What the task asks:
Turn every line of the rows below into one numbered list, dropping any blank lines.

Supplied records:
○ ○ ○ ○ ○ ○ ○

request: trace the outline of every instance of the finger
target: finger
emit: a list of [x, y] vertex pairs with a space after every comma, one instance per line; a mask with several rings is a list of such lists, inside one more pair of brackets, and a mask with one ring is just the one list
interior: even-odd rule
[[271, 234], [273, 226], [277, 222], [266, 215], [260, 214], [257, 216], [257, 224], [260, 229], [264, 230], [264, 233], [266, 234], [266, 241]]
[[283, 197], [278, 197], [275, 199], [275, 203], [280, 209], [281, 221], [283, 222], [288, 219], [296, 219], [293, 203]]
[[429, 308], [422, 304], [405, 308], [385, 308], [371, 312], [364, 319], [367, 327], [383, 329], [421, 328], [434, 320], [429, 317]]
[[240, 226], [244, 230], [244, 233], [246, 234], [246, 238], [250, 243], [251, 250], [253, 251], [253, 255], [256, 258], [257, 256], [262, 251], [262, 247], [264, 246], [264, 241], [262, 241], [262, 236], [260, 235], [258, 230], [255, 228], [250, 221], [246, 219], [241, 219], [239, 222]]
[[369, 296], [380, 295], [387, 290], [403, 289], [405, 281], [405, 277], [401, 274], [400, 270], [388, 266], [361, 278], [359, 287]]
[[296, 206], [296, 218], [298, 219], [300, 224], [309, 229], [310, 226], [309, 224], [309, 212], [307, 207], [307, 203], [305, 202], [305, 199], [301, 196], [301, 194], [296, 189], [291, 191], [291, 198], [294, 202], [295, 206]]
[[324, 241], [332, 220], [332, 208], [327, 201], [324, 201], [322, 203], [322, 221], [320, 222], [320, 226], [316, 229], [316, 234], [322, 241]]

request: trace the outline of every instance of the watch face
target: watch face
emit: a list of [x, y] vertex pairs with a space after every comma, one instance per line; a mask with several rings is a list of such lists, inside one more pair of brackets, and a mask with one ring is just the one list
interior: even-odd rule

○ ○ ○ ○ ○ ○ ○

Solution to this exercise:
1. request: trace the outline of every instance of the finger
2. target: finger
3. emit: a list of [x, y] vertex pairs with a space after every comma, one instance per line; a mask with several rings is a list of such lists, inside one more pair of brackets, and a mask with one ring is just the one list
4. interior: even-odd rule
5. [[271, 234], [273, 226], [277, 222], [266, 215], [260, 214], [257, 216], [257, 224], [260, 229], [264, 230], [264, 233], [266, 234], [266, 241]]
6. [[283, 197], [278, 197], [275, 199], [275, 203], [280, 209], [281, 221], [283, 222], [288, 219], [296, 219], [293, 203]]
7. [[429, 308], [422, 304], [405, 308], [385, 308], [371, 312], [364, 319], [367, 327], [383, 329], [421, 328], [434, 320], [429, 317]]
8. [[240, 226], [244, 230], [244, 233], [246, 234], [246, 238], [250, 243], [251, 250], [253, 251], [253, 255], [256, 258], [257, 256], [262, 251], [262, 247], [264, 246], [264, 241], [262, 241], [262, 236], [260, 235], [258, 230], [255, 228], [250, 221], [246, 219], [241, 219], [239, 222]]
9. [[369, 296], [380, 295], [387, 290], [403, 289], [405, 281], [405, 277], [401, 274], [400, 270], [388, 266], [361, 278], [359, 287]]
10. [[296, 206], [296, 218], [298, 219], [300, 224], [309, 229], [310, 226], [309, 224], [309, 212], [307, 207], [307, 203], [305, 202], [305, 199], [301, 196], [301, 194], [296, 189], [291, 191], [291, 198], [294, 202], [295, 206]]
11. [[324, 241], [332, 220], [332, 208], [327, 201], [324, 201], [322, 203], [322, 221], [320, 222], [320, 226], [316, 229], [316, 234], [322, 241]]
12. request: trace the outline of every instance of the watch face
13. target: watch face
14. emit: a list of [x, y] vertex pairs with a space after every comma, one instance per line; a mask with several rings is a list of such lists, inside one more pair of brackets, and a mask with one ring is just the one list
15. interior: even-odd rule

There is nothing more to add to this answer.